MATERIAL PROVIDED: Begin

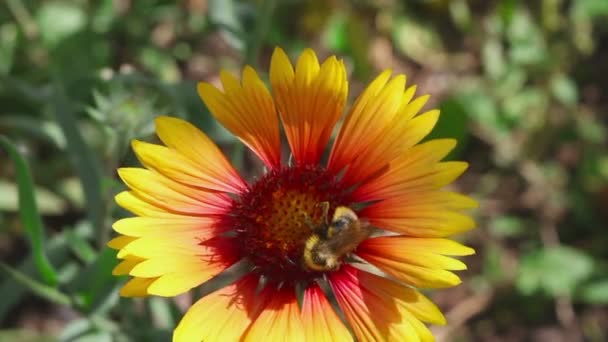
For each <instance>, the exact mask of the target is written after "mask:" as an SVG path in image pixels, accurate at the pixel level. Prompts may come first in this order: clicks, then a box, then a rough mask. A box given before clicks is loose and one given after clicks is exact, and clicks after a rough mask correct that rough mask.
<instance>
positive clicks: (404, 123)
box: [342, 110, 439, 185]
mask: <svg viewBox="0 0 608 342" xmlns="http://www.w3.org/2000/svg"><path fill="white" fill-rule="evenodd" d="M438 118H439V111H438V110H432V111H429V112H426V113H424V114H421V115H419V116H417V117H415V118H413V119H411V120H410V119H405V118H403V117H401V116H399V117H397V118H396V119H395V120H393V123H392V124H390V125H389V126H388V127H387V128H386V130H385V131H384V132H383V133H382V135H381V137H380V138H379V139H378V140H375V141H373V142H372V141H370V142H369V143H368V148H367V149H365V150H363V151H361V153H360V154H359V155H358V156H357V157H356V159H355V160H353V161H352V162H351V164H350V166H349V167H348V169H347V170H346V172H345V173H344V176H343V177H342V182H343V183H344V184H346V185H353V184H356V183H360V182H361V181H363V180H365V179H367V178H368V177H369V176H371V175H372V174H375V173H376V172H377V171H379V170H380V169H383V168H385V167H386V166H387V165H388V164H389V163H390V162H391V161H392V160H394V159H396V158H397V157H398V156H399V155H400V154H402V153H403V151H406V150H407V149H409V148H411V147H412V146H414V145H415V144H417V143H418V142H420V140H422V138H424V137H425V136H426V135H428V134H429V133H430V132H431V130H432V129H433V127H434V126H435V124H436V123H437V120H438Z"/></svg>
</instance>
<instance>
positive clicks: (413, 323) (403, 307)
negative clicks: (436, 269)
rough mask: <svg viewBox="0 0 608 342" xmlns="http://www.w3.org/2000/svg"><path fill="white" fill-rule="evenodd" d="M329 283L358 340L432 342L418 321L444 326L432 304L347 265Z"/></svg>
mask: <svg viewBox="0 0 608 342" xmlns="http://www.w3.org/2000/svg"><path fill="white" fill-rule="evenodd" d="M329 281H330V284H331V287H332V289H333V291H334V293H335V294H336V299H337V301H338V304H339V305H340V307H341V308H342V310H343V311H344V314H345V316H346V319H347V320H348V322H349V323H350V325H351V327H352V328H353V332H354V333H355V335H356V336H357V338H358V339H359V340H360V341H433V336H432V335H431V333H430V332H429V331H428V329H427V328H426V327H425V326H424V325H423V324H422V323H421V322H420V321H423V322H428V323H433V324H445V318H444V317H443V315H442V314H441V312H440V311H439V309H437V307H436V306H435V305H434V304H433V303H432V302H431V301H429V300H428V299H427V298H426V297H425V296H423V295H422V294H421V293H420V292H418V291H416V290H414V289H411V288H409V287H406V286H404V285H401V284H399V283H397V282H395V281H392V280H389V279H386V278H383V277H380V276H377V275H374V274H371V273H367V272H364V271H361V270H358V269H356V268H354V267H352V266H349V265H346V266H343V267H342V268H341V269H340V270H339V271H337V272H334V273H332V274H331V275H330V277H329Z"/></svg>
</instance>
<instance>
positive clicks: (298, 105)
mask: <svg viewBox="0 0 608 342" xmlns="http://www.w3.org/2000/svg"><path fill="white" fill-rule="evenodd" d="M270 82H271V83H272V91H273V93H274V96H275V101H276V103H277V107H278V109H279V113H280V115H281V120H282V122H283V126H284V128H285V133H286V135H287V141H288V142H289V146H290V147H291V151H292V153H293V156H294V159H295V161H296V163H298V164H316V163H318V162H319V159H321V155H322V154H323V151H324V149H325V147H326V145H327V142H328V141H329V138H330V136H331V132H332V130H333V128H334V126H335V125H336V122H337V121H338V119H339V118H340V116H341V115H342V111H343V109H344V104H345V103H346V96H347V93H348V81H347V77H346V68H345V67H344V63H343V62H342V61H339V60H338V59H336V57H335V56H332V57H329V58H328V59H327V60H325V62H323V64H322V65H321V66H319V61H318V60H317V56H316V55H315V53H314V51H312V50H311V49H306V50H304V52H302V55H301V56H300V58H299V59H298V62H297V65H296V68H295V71H294V69H293V67H292V65H291V63H290V62H289V58H288V57H287V55H286V54H285V52H284V51H283V50H282V49H280V48H276V49H275V50H274V53H273V55H272V60H271V62H270Z"/></svg>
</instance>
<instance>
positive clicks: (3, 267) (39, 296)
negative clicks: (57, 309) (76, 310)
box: [0, 262, 72, 306]
mask: <svg viewBox="0 0 608 342" xmlns="http://www.w3.org/2000/svg"><path fill="white" fill-rule="evenodd" d="M0 270H2V271H3V272H5V273H6V274H8V275H9V276H10V277H11V278H13V279H15V281H17V282H18V283H19V284H21V285H23V286H24V287H26V288H28V289H30V290H31V291H32V292H33V293H34V294H35V295H37V296H39V297H41V298H44V299H46V300H48V301H50V302H53V303H56V304H60V305H65V306H69V305H70V304H71V303H72V300H71V299H70V297H69V296H68V295H66V294H63V293H62V292H60V291H59V290H57V289H55V288H54V287H51V286H48V285H45V284H43V283H41V282H38V281H36V280H35V279H32V278H30V277H28V276H27V275H25V274H23V273H21V272H19V271H17V270H15V269H13V268H12V267H10V266H8V265H6V264H5V263H3V262H0Z"/></svg>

MATERIAL PROVIDED: End

EXERCISE PROMPT => Copy out every entry above word for word; omit the images.

RESULT BELOW =>
For each <instance>, the exact mask of the target is written after "mask:" as an SVG path in image pixels, accurate at the pixel level. Prompts may come first in this order: clicks, then a box, then a rough mask. A box given before clicks is loose and one given after clicks is exact, and clicks after a rough mask correct that rough mask.
<instance>
positive clicks: (404, 123)
box: [342, 110, 439, 185]
mask: <svg viewBox="0 0 608 342" xmlns="http://www.w3.org/2000/svg"><path fill="white" fill-rule="evenodd" d="M438 118H439V111H438V110H432V111H429V112H426V113H424V114H421V115H419V116H417V117H415V118H413V119H411V120H410V119H405V118H403V117H401V116H399V117H397V118H396V119H395V120H393V123H392V124H390V125H389V126H388V127H387V128H386V130H385V131H384V132H383V133H382V135H381V137H380V138H379V139H378V140H375V141H373V142H372V141H370V142H369V143H368V148H367V149H365V150H363V151H361V153H360V154H359V155H358V156H357V157H356V159H355V160H353V161H352V162H351V164H350V166H349V167H348V169H347V170H346V172H345V173H344V176H343V177H342V182H343V183H344V184H346V185H353V184H356V183H360V182H361V181H363V180H365V179H367V178H368V177H369V176H371V175H372V174H375V173H376V172H377V171H379V170H380V169H383V168H385V167H386V166H387V165H388V164H389V163H390V162H391V161H392V160H394V159H396V158H397V157H398V156H399V155H400V154H402V153H403V151H406V150H407V149H409V148H411V147H412V146H414V145H415V144H417V143H418V142H420V140H422V138H424V137H425V136H426V135H428V134H429V133H430V132H431V130H432V129H433V127H434V126H435V124H436V123H437V120H438Z"/></svg>
</instance>
<instance>
positive clicks: (413, 323) (403, 307)
negative clicks: (436, 269)
rough mask: <svg viewBox="0 0 608 342" xmlns="http://www.w3.org/2000/svg"><path fill="white" fill-rule="evenodd" d="M329 283L358 340L432 342L418 321L444 326L432 304L347 265Z"/></svg>
mask: <svg viewBox="0 0 608 342" xmlns="http://www.w3.org/2000/svg"><path fill="white" fill-rule="evenodd" d="M329 281H330V284H331V287H332V289H333V291H334V293H335V294H336V299H337V301H338V304H339V305H340V307H341V308H342V310H343V311H344V314H345V316H346V319H347V320H348V322H349V323H350V325H351V327H352V328H353V332H354V333H355V335H356V336H357V338H358V339H359V340H360V341H433V336H432V335H431V333H430V332H429V331H428V329H427V328H426V327H425V326H424V325H423V324H422V323H421V322H420V321H423V322H428V323H433V324H445V318H444V317H443V315H442V314H441V312H440V311H439V309H437V307H436V306H435V305H434V304H433V303H432V302H431V301H429V300H428V299H427V298H426V297H425V296H423V295H422V294H421V293H420V292H418V291H416V290H414V289H411V288H409V287H406V286H404V285H401V284H399V283H397V282H395V281H392V280H389V279H386V278H383V277H380V276H377V275H374V274H371V273H367V272H364V271H361V270H358V269H356V268H354V267H352V266H349V265H346V266H343V267H342V268H341V269H340V270H339V271H337V272H334V273H332V274H331V275H330V277H329Z"/></svg>
</instance>
<instance>
positive clicks: (298, 105)
mask: <svg viewBox="0 0 608 342" xmlns="http://www.w3.org/2000/svg"><path fill="white" fill-rule="evenodd" d="M270 82H271V83H272V91H273V93H274V96H275V101H276V103H277V107H278V109H279V113H280V115H281V120H282V122H283V126H284V128H285V133H286V135H287V141H288V142H289V146H290V147H291V151H292V153H293V156H294V159H295V161H296V163H298V164H316V163H318V162H319V159H321V155H322V154H323V151H324V149H325V147H326V145H327V142H328V141H329V138H330V136H331V132H332V130H333V128H334V126H335V125H336V122H337V121H338V119H339V118H340V116H341V115H342V111H343V109H344V104H345V103H346V96H347V93H348V81H347V77H346V68H345V67H344V63H343V62H342V61H339V60H338V59H336V57H335V56H332V57H329V58H328V59H327V60H325V62H323V64H322V65H321V66H319V61H318V60H317V56H316V55H315V53H314V51H312V50H311V49H306V50H304V52H302V55H301V56H300V58H299V59H298V62H297V65H296V68H295V71H294V69H293V67H292V65H291V63H290V62H289V58H288V57H287V55H286V54H285V52H284V51H283V50H282V49H280V48H276V49H275V50H274V53H273V55H272V60H271V62H270Z"/></svg>
</instance>
<instance>
positive clicks: (3, 267) (39, 296)
negative clicks: (57, 309) (76, 310)
box: [0, 262, 72, 306]
mask: <svg viewBox="0 0 608 342" xmlns="http://www.w3.org/2000/svg"><path fill="white" fill-rule="evenodd" d="M0 270H2V271H3V272H5V273H6V274H8V275H9V276H10V277H11V278H13V279H15V281H17V282H18V283H19V284H21V285H23V286H24V287H26V288H28V289H30V290H31V291H32V292H33V293H34V294H35V295H37V296H39V297H41V298H44V299H46V300H48V301H50V302H53V303H56V304H60V305H65V306H69V305H70V304H71V303H72V300H71V299H70V297H69V296H68V295H66V294H63V293H62V292H60V291H59V290H57V289H55V288H54V287H51V286H48V285H45V284H43V283H41V282H38V281H36V280H35V279H32V278H30V277H28V276H27V275H25V274H23V273H21V272H19V271H17V270H15V269H13V268H12V267H10V266H8V265H6V264H5V263H3V262H0Z"/></svg>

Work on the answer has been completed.